§ Entries provided
◆ ◆ ◆ ◆ ◆ ◆ ◆
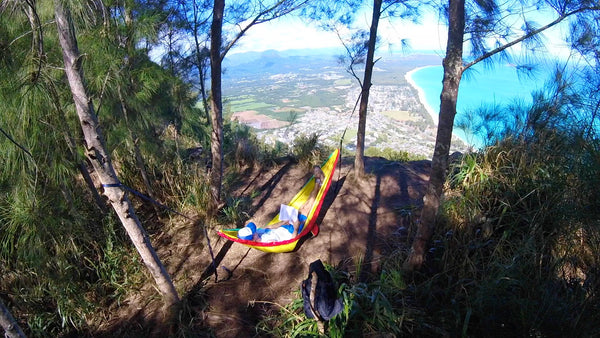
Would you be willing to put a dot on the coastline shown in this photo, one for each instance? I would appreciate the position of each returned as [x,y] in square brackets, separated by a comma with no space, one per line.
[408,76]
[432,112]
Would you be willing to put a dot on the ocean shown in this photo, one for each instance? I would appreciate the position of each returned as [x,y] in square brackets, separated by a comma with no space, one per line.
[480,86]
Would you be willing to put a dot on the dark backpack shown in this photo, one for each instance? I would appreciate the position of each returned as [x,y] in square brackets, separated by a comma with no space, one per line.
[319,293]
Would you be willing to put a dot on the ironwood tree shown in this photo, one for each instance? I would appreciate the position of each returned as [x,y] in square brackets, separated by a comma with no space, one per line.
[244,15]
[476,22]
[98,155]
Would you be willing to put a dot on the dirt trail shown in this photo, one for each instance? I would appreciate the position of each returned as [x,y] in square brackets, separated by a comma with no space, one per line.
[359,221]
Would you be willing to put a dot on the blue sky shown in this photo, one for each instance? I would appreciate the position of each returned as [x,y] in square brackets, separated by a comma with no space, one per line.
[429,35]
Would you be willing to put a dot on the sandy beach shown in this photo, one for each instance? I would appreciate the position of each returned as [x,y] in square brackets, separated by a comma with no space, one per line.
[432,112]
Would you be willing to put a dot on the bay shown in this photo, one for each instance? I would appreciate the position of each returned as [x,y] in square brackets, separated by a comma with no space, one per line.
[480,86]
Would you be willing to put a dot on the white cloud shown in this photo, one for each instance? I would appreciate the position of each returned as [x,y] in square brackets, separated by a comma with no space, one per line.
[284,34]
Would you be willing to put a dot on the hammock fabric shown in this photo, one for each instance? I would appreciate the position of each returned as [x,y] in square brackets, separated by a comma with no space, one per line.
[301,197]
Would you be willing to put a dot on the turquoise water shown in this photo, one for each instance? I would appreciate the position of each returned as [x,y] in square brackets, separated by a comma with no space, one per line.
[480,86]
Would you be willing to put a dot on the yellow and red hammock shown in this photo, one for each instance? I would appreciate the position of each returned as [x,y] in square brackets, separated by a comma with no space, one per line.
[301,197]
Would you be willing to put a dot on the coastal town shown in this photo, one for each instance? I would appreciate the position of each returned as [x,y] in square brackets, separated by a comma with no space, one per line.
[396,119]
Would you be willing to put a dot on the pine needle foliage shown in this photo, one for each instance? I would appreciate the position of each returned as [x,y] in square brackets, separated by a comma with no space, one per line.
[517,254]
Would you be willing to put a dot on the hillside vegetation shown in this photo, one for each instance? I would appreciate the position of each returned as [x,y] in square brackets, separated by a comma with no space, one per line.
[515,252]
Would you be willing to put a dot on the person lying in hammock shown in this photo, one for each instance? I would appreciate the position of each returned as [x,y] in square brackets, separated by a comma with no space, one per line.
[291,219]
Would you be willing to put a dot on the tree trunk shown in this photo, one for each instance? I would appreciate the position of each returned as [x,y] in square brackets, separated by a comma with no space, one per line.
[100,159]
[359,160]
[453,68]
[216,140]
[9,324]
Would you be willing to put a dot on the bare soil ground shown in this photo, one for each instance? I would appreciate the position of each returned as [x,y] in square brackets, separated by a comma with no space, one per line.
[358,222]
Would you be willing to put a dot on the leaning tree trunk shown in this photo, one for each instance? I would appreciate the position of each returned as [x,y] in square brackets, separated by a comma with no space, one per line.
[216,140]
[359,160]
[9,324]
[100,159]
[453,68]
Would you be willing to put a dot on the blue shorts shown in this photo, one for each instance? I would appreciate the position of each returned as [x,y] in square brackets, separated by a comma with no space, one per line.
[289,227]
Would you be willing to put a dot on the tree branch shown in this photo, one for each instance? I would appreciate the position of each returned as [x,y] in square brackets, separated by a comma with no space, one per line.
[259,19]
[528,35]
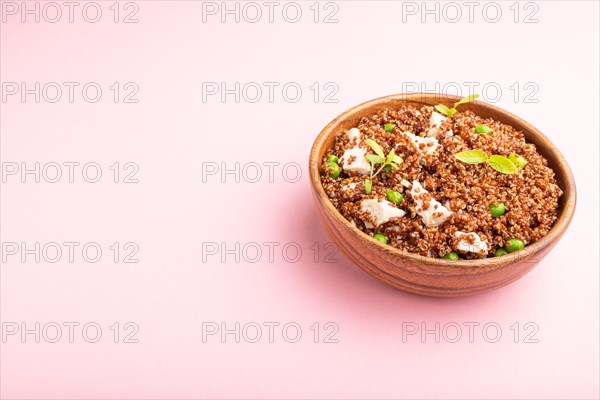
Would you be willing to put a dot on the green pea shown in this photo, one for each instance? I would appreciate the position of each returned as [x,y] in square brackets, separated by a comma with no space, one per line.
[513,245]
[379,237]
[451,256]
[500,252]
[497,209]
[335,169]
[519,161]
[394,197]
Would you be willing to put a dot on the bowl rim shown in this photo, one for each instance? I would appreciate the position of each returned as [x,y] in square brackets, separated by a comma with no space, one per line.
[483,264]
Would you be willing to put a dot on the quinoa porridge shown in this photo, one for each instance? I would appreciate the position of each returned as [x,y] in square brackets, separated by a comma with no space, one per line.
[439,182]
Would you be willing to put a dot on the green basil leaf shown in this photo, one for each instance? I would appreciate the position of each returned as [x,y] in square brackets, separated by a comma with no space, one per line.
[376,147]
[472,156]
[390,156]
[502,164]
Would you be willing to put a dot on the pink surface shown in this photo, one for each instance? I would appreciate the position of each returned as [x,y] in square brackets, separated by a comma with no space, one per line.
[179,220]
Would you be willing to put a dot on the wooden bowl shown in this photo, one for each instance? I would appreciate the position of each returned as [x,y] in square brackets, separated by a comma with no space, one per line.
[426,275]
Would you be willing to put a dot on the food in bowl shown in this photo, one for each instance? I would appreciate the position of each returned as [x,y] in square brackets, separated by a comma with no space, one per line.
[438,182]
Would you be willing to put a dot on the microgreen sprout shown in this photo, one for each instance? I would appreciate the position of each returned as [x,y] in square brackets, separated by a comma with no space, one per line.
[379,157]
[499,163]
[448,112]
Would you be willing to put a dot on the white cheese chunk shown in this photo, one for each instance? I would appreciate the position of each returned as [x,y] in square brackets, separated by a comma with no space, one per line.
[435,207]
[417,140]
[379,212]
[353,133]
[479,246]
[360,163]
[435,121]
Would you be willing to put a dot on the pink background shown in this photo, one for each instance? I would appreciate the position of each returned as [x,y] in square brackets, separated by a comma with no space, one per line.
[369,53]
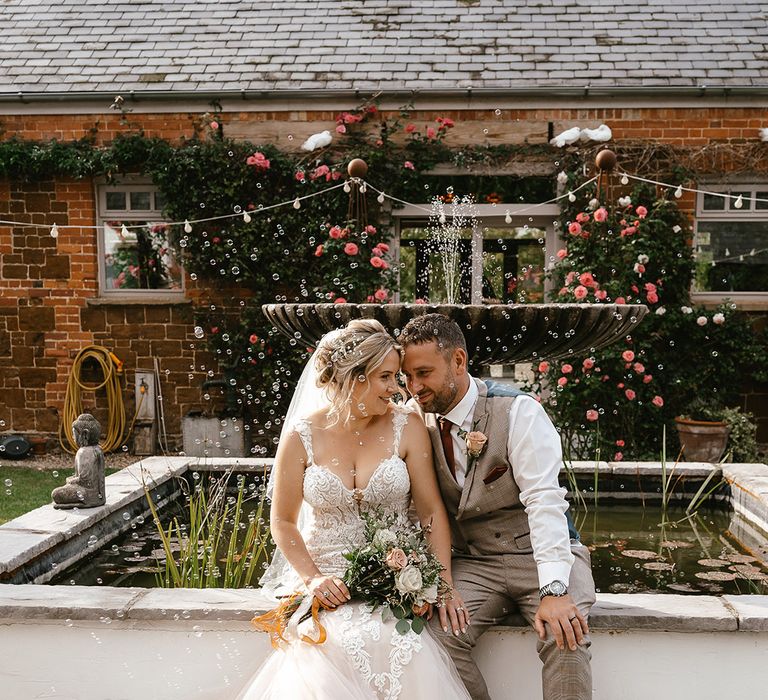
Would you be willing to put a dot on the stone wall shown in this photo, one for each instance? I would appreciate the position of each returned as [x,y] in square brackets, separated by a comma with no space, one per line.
◆ ◆ ◆ ◆ ◆ ◆ ◆
§ Required work
Copy out the entries verbatim and leave the images out.

§ Response below
Would you be willing to put a dot on the coastline shown in this photo, one for each instance? I would appreciate the position of each returned as [x,y] in square brackets, separated by a comma with no space, one per line.
[408,76]
[432,112]
Would you be willing to put a dot on the ocean shown in this photo, one for each instance? I would appreciate the position of each returned as [x,y] in square brackets, separated by a comma with no space, one per line.
[480,86]
Would you be willing to put a dot on the dark backpack shown in this photo, one for each instance? I would appreciate the position of each returned as [x,y] in square brackets, separated by a comma with no space, one per line.
[319,293]
Would you be willing to put a dot on the ironwood tree shown in this photo, one for each instance? I would appreciate the position of each returned as [x,y] in square brackets, separated by a comma with no space, one per line.
[244,15]
[476,22]
[98,155]
Would you be willing to put a dot on the dirt trail shown in this photo, one for each instance? I would appreciate the position of each returned as [x,y] in square brackets, separated by a comma with no space, one per line.
[359,221]
Would you be willing to put a dot on the blue sky shown in this photo, one for each instance? I would appreciate the position of each returned as [x,y] in square brackets, separated by a comma with no space, one per line.
[429,35]
Would you be willing to put a dot on the sandy beach shown in this photo, one for each instance? I would appreciate the position of each returned as [x,y] in square brackets, separated by a comma with no space, one per line.
[432,112]
Would you be willing to put a dot on the bay shown in this photo, one for each instance? I would appreciate the position of each returned as [x,y] in square brackets, separated by a comma with no space, one per line.
[480,86]
Would you be willing to put a dot on the white cloud shown in this photo, one for each instance? I would appreciate the position of each returned as [x,y] in square brackets, separated by a comma with no space, one per line.
[284,34]
Would you be willing to put a dot on the hammock fabric shown in this photo, one for each instance? I would appreciate the position of each returned as [x,y] in square brackets, separated by a comma with no space, one per line.
[301,197]
Would you be willing to put a dot on the turquoise water shown in this photo, one for each instance? I would appreciate the position of each returned as [x,y] in square brackets, separated by a comma with no space, one per line.
[480,86]
Would you be willing to put a dot on the yellow and red hammock shown in this photo, one for each instance? I would appreciate the position of each returned as [x,y] in square brackets, separated by a comma with no space, one per line.
[301,197]
Would you be willing to put a dot on the coastal town shown in this photo, one for each instance? I would appreciate the position of each returned as [x,y] in square brackets, separated by a comma with no space, one per line.
[396,119]
Would you be willing to put a dot on the pine needle foliage shown in this photo, one for each instance? I would appreciate the position of each returned as [x,y] in square brackets, separated by a comma with no space, one per line.
[517,254]
Would you be willing to put a dot on the hillside vegetation shown in this photo, one for each instance? I would appreciate the position of each returned as [x,y] in square brackets, separated by a comma with no space, one per line.
[515,252]
Would you be willing to put a dot on the person lying in hammock shown in this photo, one for each instance? I would appreciate the position of each returned as [x,y] in square brackets, separated by a comma with no space, one per line.
[291,219]
Would you be willing to put a dot on the tree trunk shown in this photo, one for each instance? I would appreciate the position of each returned as [x,y] in square brackets, separated by a comma with no space, one per line.
[100,159]
[359,160]
[453,68]
[216,140]
[9,324]
Would you be willing to put a dot on the bare soil ground shown in this photo, one for each instance? I would appreciate the position of each returned as [x,y] in square brackets, separated by a comma with no space, one per line.
[358,222]
Would you be willing to put a dot on the leaning tree trunk shown in this photo, one for each instance? I would appreciate the position of each returned as [x,y] in square brackets, separated by a comma with no space, one per line.
[216,140]
[359,160]
[9,324]
[100,159]
[453,68]
Would you be willing to put a dot on the blue shorts shown in this photo, one for each instance? I would appreciate the position of each returned as [x,y] in square brackets, separated by a comma with no space, one per line.
[289,227]
Would you be willing to put a dot on the tree branch shown in this photo, one for each instance? I would appreciate the position of each returned as [x,y] in square brackets, separated by a comma with no space, one per line.
[259,19]
[528,35]
Would you be willing to put a dot on the green pea shown in this photo, one for each instance? I would appreciate the position of each returned as [x,y] in square brackets, separated by a comma with no space, one per line.
[513,245]
[379,237]
[451,256]
[500,252]
[497,209]
[335,169]
[519,161]
[394,197]
Would you be willing to put a dot on the bowl rim shown in this photo, one for each instance? I would appreciate the position of each returned as [x,y] in square brackets, separated by a comma with no space, one per line.
[483,264]
Would you be willing to put a dot on the quinoa porridge shown in this photo, one for each instance? I would appreciate the position of each returned as [x,y] in square brackets, separated by a comma with no space, one per line.
[439,182]
Would you be willing to put a dot on the green basil leaf shown in this photo, one for each instance? I would appreciate the position of each returned as [x,y] in square brackets, separated by a comma with no space, one per line.
[376,147]
[472,156]
[390,156]
[502,164]
Would you be willing to put a dot on the pink surface shown in this photo, one for each instance? I would appreciate the position of each returned as [x,y] in square brackets, separated by a comma with no space, one per line.
[179,220]
Would you be willing to put a dot on the wooden bowl shown in this photo, one for each instance? I would appreciate the position of each returned as [x,y] in square brackets, separated by a comma with no space, one per line.
[426,275]
Would you be willing to put a dot on the food in bowl shown in this photo, one for each instance? I would appreciate the position of each returned as [x,y] in square brackets, separated by a comma with no space, one per line.
[438,182]
Would you be willing to put a dot on the microgreen sprout shown in this photo, one for each instance? I would appreciate the position of each returned as [x,y] in square brackets, separated by a comma with no space, one per line.
[379,157]
[499,163]
[448,112]
Would you be willing to put a dot on the white cheese chunk shown in this photo, one for each instance? I would appreciate the position of each returned as [x,y] in square brackets, separated by a comma with no space, one per line.
[435,207]
[417,140]
[379,212]
[353,133]
[479,246]
[360,163]
[435,121]
Would you be willing to put a dot on the pink background shown in this photo, one for each instance? I would appreciate the position of each returned as [x,y] in square brackets, separated by a comma with no space, one per line.
[369,53]
Would you be willing to put a dot on the stone wall shown in this photo, one for each instance? I would appreciate the position of each returned as [x,y] in square brackets, separated by a comma with no space, one per line.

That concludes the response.